Directions: Copy every one of the rows below word for word, keeping their order and wording unchanged.

##########

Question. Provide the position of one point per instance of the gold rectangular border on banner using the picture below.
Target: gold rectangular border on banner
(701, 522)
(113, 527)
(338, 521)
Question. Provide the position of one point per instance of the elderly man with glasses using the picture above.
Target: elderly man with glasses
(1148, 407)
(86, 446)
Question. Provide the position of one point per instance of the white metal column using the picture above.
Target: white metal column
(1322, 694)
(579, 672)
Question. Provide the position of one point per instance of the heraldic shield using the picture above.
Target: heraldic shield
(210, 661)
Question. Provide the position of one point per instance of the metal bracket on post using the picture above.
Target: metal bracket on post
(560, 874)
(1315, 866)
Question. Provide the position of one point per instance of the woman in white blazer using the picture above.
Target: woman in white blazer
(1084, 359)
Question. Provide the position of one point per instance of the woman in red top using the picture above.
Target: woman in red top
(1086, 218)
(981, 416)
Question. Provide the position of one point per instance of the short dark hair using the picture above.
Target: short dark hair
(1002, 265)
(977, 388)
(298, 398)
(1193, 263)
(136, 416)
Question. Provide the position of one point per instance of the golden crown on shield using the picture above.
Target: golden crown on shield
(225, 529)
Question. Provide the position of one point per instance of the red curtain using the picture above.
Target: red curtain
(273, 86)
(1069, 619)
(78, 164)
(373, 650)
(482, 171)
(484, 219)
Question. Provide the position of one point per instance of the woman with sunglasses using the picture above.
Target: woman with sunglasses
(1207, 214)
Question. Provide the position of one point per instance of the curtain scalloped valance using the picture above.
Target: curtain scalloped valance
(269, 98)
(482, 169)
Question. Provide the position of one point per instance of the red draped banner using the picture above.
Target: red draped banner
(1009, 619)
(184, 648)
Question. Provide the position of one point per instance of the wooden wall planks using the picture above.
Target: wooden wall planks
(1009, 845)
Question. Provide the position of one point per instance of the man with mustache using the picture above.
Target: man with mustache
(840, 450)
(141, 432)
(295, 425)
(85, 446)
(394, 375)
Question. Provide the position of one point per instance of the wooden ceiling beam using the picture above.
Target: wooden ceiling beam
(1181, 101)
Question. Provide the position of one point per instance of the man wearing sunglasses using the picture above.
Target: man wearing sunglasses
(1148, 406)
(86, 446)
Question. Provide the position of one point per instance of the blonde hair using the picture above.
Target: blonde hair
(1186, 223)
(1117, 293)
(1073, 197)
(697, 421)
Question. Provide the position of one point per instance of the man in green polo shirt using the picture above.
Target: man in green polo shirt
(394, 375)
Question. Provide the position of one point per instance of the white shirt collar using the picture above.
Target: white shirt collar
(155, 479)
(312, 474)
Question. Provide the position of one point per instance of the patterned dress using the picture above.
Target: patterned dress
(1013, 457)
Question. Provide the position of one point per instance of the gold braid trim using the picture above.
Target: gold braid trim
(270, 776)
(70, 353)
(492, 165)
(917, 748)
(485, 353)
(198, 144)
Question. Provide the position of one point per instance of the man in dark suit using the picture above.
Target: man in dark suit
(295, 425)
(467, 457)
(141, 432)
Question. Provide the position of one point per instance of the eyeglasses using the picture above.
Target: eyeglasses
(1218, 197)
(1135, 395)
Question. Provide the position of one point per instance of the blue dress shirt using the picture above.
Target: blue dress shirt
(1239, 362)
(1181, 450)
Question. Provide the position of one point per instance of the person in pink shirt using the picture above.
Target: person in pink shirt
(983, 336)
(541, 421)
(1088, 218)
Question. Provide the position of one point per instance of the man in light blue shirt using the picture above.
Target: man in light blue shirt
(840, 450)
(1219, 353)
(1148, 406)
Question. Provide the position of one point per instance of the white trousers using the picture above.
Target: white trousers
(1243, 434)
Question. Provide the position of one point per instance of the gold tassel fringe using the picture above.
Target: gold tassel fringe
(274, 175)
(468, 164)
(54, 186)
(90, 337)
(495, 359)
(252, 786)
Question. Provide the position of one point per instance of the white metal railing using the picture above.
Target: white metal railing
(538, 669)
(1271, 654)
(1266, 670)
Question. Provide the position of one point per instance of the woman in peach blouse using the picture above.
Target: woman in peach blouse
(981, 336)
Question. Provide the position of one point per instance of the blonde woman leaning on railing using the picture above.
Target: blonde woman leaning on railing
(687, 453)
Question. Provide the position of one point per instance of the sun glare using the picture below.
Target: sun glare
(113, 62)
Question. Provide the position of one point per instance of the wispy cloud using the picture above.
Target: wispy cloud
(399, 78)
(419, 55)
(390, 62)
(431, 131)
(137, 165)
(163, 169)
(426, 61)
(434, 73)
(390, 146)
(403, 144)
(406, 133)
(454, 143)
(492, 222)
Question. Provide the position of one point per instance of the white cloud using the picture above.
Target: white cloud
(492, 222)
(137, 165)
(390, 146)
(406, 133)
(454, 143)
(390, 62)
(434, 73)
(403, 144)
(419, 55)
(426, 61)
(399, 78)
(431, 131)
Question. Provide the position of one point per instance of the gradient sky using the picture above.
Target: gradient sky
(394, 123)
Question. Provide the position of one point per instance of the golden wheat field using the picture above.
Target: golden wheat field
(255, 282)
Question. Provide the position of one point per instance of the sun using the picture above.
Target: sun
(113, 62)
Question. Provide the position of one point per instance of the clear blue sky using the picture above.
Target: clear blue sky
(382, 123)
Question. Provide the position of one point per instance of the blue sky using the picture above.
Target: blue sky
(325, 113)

##########

Result below:
Question. Provide the position of one point per instance of the gold rectangular border on banner using the picture below.
Target: gold rectangular border on banner
(701, 522)
(113, 527)
(338, 521)
Question. Provide the position of one point per instance of the elderly man with glasses using the picture above.
Target: elderly man with glasses
(1148, 407)
(86, 446)
Question. Provide the position of one point per instance of the white metal column using the picture above.
Target: white metal column
(1322, 694)
(579, 672)
Question. Provide the position of one point per instance of the heraldic shield using the picture above.
Target: heraldic shield
(210, 661)
Question. Provide the position of one point per instance of the metal bracket on post using the picture above.
Target: metal bracket on post
(560, 874)
(1315, 866)
Question. Provide the position of one point per instance of the woman in white blazer using the picture above.
Target: woman in white blazer
(1084, 359)
Question. Provide the position of one point per instance of the woman in red top using the picture above.
Target: woman in red top
(1086, 218)
(981, 416)
Question. Provide the position of one point per instance of the short dark hair using the picture above.
Target: short dark hair
(1002, 265)
(977, 388)
(298, 398)
(1193, 263)
(136, 416)
Question. Provide the position of one point per instance of the golden crown on shield using the picture above.
Target: golden crown on shield
(225, 529)
Question. Provide the position of one point per instance of the red curtain using the picture above.
Target: red curtain
(273, 86)
(1069, 619)
(78, 164)
(373, 650)
(482, 171)
(484, 219)
Question. Provide the position of one point per instance of the woman with sunglasses using the picture above.
Target: woman with sunglasses
(1207, 214)
Question. Provide the position of one point per instance of the curtain scalloped valance using the picture above.
Target: curtain scalloped valance
(269, 98)
(482, 169)
Question. Provide the position of one point per instance of the red draped banner using the picture above.
Target: red draped banner
(1009, 619)
(184, 648)
Question. Provide the position of one point per instance of the wooden wall planks using the picture above.
Target: wooden wall planks
(1009, 845)
Question. Provide the position of one point per instance of the man with mustache using the picture above.
Target: man with mustache
(840, 450)
(141, 432)
(295, 425)
(85, 446)
(394, 375)
Question. Provide the position of one point per instance of the wooden ceiling beam using the picture above.
Target: wooden ceiling beam
(1181, 101)
Question. Provide the position of one point per instance of the man wearing sunglasses using the picture above.
Target: man wearing sunglasses
(1148, 406)
(86, 446)
Question. Provide the position of one point per instance of the blonde hair using the picture above.
Target: blonde hair
(1186, 223)
(1117, 293)
(1073, 197)
(697, 421)
Question. Provide the position of one point per instance of the man in green polo shirt using the picture above.
Target: man in green polo shirt
(394, 375)
Question. Provide the position of one point per instance of the white shirt collar using the picture above.
Target: white shirt collar
(155, 479)
(312, 474)
Question. Provide the position of one point per instance of the patterned dress using the picture above.
Target: patterned dress
(1013, 457)
Question. Provide the position of one point per instance of the gold braid trim using the picture above.
Target: gold braid trim
(270, 776)
(70, 353)
(492, 165)
(917, 748)
(485, 353)
(198, 144)
Question. Provide the position of one point per instance of the man in dark suit using the picture above.
Target: man in dark suit
(295, 425)
(467, 457)
(141, 432)
Question. Provide the position of one point per instance of the eyeglasses using the picture above.
Target: eyeglasses
(1218, 197)
(1135, 395)
Question. Provide the position of one point per instance of the blue dress shirt using the picture above.
Target: blue dress shirt
(1239, 362)
(1181, 450)
Question. Provide the position of one point per instance of the person in pink shirt using the picture above.
Target: person in pink shirt
(983, 336)
(541, 421)
(1088, 218)
Question. Provide the position of one point per instance of the man in light blue shirt using the picture above.
Target: man in light blue shirt
(840, 450)
(1219, 353)
(1148, 406)
Question. Provide the position of one point per instance of the white trousers using the picture above.
Target: white trousers
(1243, 434)
Question. Provide the position of one point per instance of the gold tassel fringe using the picture above.
Target: gold tassel fringe
(274, 175)
(468, 164)
(54, 186)
(90, 337)
(495, 359)
(252, 786)
Question. Provide the position of one point per instance of the white metal railing using the picture above.
Target: white metal railing
(538, 669)
(1271, 654)
(1266, 670)
Question. Provide the position of one point per instance of the woman in peach blouse using the picture above.
Target: woman in peach blouse
(981, 336)
Question. Provide the position of one point per instance of the blonde woman leaning on railing using the picture above.
Target: blonde woman leaning on railing
(687, 453)
Question. Provide the position of one point per instance of the sun glare using the picture below.
Target: sun glare
(113, 62)
Question. Provide the position of one point per instance of the wispy cloud using the picture above.
Target: wispy cloud
(399, 78)
(419, 55)
(390, 62)
(431, 131)
(137, 165)
(163, 169)
(426, 61)
(434, 73)
(390, 146)
(403, 144)
(406, 133)
(454, 143)
(492, 222)
Question. Provide the position of one point per instance of the white cloud using the picture above.
Target: white cloud
(492, 222)
(137, 165)
(390, 146)
(406, 133)
(454, 143)
(390, 62)
(434, 73)
(403, 144)
(419, 55)
(426, 61)
(399, 78)
(431, 131)
Question. Provide the position of one point per instance of the gradient sky using the picture above.
Target: gradient sky
(394, 123)
Question. Provide the position of one point per instance of the golden wheat field using the picture above.
Target: golden wheat field
(255, 282)
Question. Provide the position of one point per instance of the sun using the picture above.
Target: sun
(113, 62)
Question. Provide the position of one point per instance of the clear blue sky using the picture above.
Target: clear blue sky
(382, 123)
Question. Provide the position of one point per instance of the blue sky using the picture above.
Target: blue sky
(325, 113)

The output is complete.